[WORK TO DO] Output all the records below as a two-column CSV with the header row text,boxes. Give one row per record, with its text and its answer each in a single quoted field, line breaks replaced by spaces, and the pictures left out.

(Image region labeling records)
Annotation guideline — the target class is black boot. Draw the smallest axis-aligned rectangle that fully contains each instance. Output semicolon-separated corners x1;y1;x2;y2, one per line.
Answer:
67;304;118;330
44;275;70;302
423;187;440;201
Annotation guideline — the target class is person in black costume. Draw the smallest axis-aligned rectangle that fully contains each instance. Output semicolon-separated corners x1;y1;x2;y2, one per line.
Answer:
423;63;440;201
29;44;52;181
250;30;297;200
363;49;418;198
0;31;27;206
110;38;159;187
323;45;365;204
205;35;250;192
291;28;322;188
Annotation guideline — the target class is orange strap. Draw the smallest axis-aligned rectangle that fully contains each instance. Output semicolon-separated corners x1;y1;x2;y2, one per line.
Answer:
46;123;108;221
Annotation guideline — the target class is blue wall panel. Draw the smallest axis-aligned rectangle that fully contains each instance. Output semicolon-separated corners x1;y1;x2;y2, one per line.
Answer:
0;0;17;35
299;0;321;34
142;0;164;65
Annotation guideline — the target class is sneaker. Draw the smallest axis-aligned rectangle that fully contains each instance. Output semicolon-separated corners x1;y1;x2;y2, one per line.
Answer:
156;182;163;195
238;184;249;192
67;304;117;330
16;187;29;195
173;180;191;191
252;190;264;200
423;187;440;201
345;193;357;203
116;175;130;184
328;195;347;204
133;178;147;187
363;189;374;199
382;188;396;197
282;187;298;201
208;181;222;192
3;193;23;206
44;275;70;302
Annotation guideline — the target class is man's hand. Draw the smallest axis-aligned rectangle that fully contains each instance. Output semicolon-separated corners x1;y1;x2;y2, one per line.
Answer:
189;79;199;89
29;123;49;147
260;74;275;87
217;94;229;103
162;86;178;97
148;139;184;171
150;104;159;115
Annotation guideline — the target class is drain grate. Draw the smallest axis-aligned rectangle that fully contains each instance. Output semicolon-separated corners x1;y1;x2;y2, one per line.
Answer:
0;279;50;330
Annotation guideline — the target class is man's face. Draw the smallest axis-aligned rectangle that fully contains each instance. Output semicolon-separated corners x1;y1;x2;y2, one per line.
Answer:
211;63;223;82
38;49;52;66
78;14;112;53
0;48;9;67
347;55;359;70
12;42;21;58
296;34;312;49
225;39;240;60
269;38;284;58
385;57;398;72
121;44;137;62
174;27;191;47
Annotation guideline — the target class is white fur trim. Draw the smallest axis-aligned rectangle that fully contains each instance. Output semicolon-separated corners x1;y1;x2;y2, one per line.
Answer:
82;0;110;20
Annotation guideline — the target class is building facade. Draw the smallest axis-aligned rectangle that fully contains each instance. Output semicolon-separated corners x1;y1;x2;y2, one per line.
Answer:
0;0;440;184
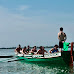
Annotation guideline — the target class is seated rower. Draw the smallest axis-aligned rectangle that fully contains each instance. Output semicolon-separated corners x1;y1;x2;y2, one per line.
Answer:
26;45;31;53
22;46;26;54
31;46;37;54
15;44;22;53
49;45;59;53
37;46;48;55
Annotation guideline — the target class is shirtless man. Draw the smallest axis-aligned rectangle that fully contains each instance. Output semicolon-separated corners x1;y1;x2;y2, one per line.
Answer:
58;27;67;52
31;46;37;54
49;45;58;53
37;46;47;55
15;44;22;53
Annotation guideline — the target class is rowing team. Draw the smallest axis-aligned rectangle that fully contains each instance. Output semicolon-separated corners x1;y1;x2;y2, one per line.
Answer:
15;45;59;54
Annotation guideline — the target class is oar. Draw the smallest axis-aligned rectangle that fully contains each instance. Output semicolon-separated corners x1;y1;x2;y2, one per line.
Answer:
0;55;14;58
7;59;24;62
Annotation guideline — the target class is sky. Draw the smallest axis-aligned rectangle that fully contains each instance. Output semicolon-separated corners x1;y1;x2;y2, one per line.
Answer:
0;0;74;47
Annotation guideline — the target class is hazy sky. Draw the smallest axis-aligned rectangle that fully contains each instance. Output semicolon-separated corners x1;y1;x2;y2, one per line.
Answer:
0;0;74;47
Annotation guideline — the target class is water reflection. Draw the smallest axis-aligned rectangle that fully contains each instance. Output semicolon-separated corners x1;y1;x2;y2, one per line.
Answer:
0;61;74;74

[RESPONSE TO THIS EXERCISE]
text,boxes
"Annotation guideline — the target class is black boot. Draw the smallest axis-aligned rectangle that fully contains each instance. Output semicolon-separated corners x1;y1;x2;y2, one per line. Answer:","67;304;118;330 44;275;70;302 423;187;440;201"
"Annotation guideline — the target class is person in black costume. Draw the smallest axis-aligned rectangle that fully contains each instance. Output semicolon-separated corners x1;y1;x2;y2, one per line. Answer:","423;63;440;201 29;44;52;181 250;30;297;200 363;49;418;198 0;31;27;206 110;38;159;187 323;45;365;204 205;35;250;192 291;28;322;188"
"Annotation guideline — the target class is orange strap. Draw the smallest axis-aligned rectangle that fully contains each instance. Output semicolon-separated corners x1;y1;x2;y2, one per line. Answer:","46;123;108;221"
"Annotation guideline — the target class is blue wall panel. Draw the smallest axis-aligned rectangle that fully contains each instance. Output semicolon-separated corners x1;y1;x2;y2, one per line. Answer:","0;0;17;35 299;0;321;34 142;0;164;65"
"Annotation guideline — the target class is sneaker. Draw the smallest axis-aligned rectangle that fully contains each instance. Output semicolon-separated corners x1;y1;x2;y2, one per line. Answer:","156;182;163;195 238;184;249;192 67;304;117;330 16;187;29;195 173;180;191;191 252;190;264;200 423;187;440;201 345;193;357;203 116;175;130;184 328;195;347;204 133;178;147;187 363;189;374;199 382;188;396;197 282;187;298;201 208;181;222;192 3;193;23;206 44;275;70;302"
"Annotation guideline — the target class is man's hand. Draw the smallest axis-aligned rectangle that fully contains each instance. Output semicolon-separated corners x1;y1;x2;y2, one per line. Answer:","189;79;199;89 29;123;49;147 260;74;275;87 217;94;229;103 162;86;178;97 148;139;184;171 150;104;159;115"
"Annotation guideline — the target class is drain grate. Draw the smallest axis-aligned rectangle that fully contains each instance. Output semicolon-separated corners x1;y1;x2;y2, one per line. Answer:","0;279;50;330"
"Annotation guideline — the target class is man's face. Draw the smallest axis-aligned rectangle that fully contains each instance. Output semicolon-separated corners x1;y1;x2;y2, one per line. Answer:","211;63;223;82 38;49;52;66 78;14;112;53 0;48;9;67 347;55;359;70 12;42;21;58 296;34;312;49 225;39;240;60 269;38;284;58 385;57;398;72 121;44;137;62 174;27;191;47"
"Annotation guideline — the target class is white fur trim. Draw the smallest axis-aligned rectangle that fully contains each instance. Output semicolon-separated corners x1;y1;x2;y2, one per line. Answer:","82;0;110;20"
"Annotation guideline — the target class is building facade. Draw the smallest axis-aligned rectangle that fully contains each instance. Output semicolon-separated corners x1;y1;x2;y2, one per line. Answer:","0;0;440;184"
"Annotation guideline — the target class is seated rower. Draw the smallest axis-aligned rectangle that fully contains each instance. Output semicolon-separated corners x1;y1;x2;y2, one per line. Answer:","26;45;31;53 22;46;26;54 31;46;37;54 15;44;22;53 49;45;59;53 37;46;48;55"
"Annotation guideline — the target class is shirtless man. Draw the smallest axis-aligned rectangle that fully contains each instance. Output semicolon-separated corners x1;y1;x2;y2, one per line. Answer:","58;27;67;52 31;46;37;54 49;45;58;53 37;46;47;55 15;44;22;53"
"Annotation guideline — the target class is rowing team. Draw the smallest axis-aligned rectangle that fully contains each instance. Output semicolon-separated corners x1;y1;x2;y2, one per line. Answer:","15;45;59;54"
"Annotation guideline — the target class is oar. Draw the smallest axis-aligned rectangle that fully contains each instance. Output semicolon-separated corners x1;y1;x2;y2, one per line. Answer:","0;55;14;58 7;59;24;62"
"Annotation guideline — the target class is sky. Draw the smallest axis-aligned rectangle that fully contains each instance. Output semicolon-separated corners x1;y1;x2;y2, one per line. Answer:","0;0;74;47"
"Annotation guideline — the target class is hazy sky. Draw the smallest axis-aligned rectangle that fully contains each instance. Output semicolon-separated corners x1;y1;x2;y2, one per line. Answer:","0;0;74;47"
"Annotation guideline — the target class is water reflection. Draw the smallest axis-aligned rectangle that fully contains each instance. Output semicolon-separated corners x1;y1;x2;y2, one per line. Answer:","0;61;74;74"